What is asked: Rewrite the lines from the one containing "tent in the photo above." through the end of the lines, replacing "occupancy model" with "scene-mapping model" and leaving everything else unchanged. Give only those lines.

Records for the exercise:
########################################
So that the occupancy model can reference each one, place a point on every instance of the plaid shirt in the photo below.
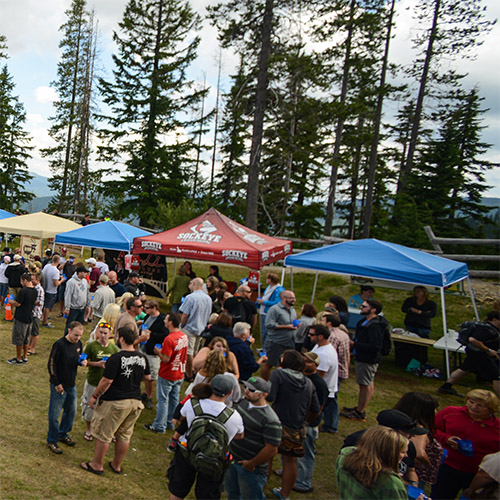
(40, 299)
(340, 341)
(389, 485)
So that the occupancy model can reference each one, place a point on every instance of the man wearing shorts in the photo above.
(173, 355)
(97, 353)
(37, 312)
(119, 405)
(53, 279)
(280, 331)
(482, 355)
(195, 312)
(368, 344)
(23, 317)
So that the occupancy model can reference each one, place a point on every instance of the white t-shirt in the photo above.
(103, 267)
(234, 424)
(329, 363)
(234, 397)
(51, 273)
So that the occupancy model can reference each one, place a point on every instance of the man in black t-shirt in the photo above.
(241, 308)
(119, 405)
(23, 318)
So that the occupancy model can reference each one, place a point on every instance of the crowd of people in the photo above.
(230, 423)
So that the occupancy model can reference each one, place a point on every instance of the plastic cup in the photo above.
(466, 447)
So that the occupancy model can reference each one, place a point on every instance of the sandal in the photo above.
(116, 471)
(86, 466)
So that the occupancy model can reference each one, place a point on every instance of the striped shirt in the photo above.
(262, 426)
(40, 299)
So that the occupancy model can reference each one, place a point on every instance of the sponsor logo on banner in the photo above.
(201, 233)
(252, 238)
(155, 246)
(235, 255)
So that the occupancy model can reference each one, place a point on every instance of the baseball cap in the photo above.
(400, 421)
(312, 356)
(221, 385)
(257, 384)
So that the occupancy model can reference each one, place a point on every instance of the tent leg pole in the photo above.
(314, 287)
(473, 298)
(445, 328)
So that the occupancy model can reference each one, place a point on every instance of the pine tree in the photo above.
(14, 145)
(450, 175)
(71, 123)
(149, 102)
(455, 29)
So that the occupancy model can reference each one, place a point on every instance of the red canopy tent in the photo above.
(214, 237)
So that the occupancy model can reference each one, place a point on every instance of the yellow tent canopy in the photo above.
(40, 225)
########################################
Full solution:
So that the scene-mapping model can reference each one, place a point on every instance of the red canopy tent in the photo above.
(214, 237)
So that the scene-mapping model can reference each one, place a point on every instance of the yellow tent canopy in the photo above.
(40, 225)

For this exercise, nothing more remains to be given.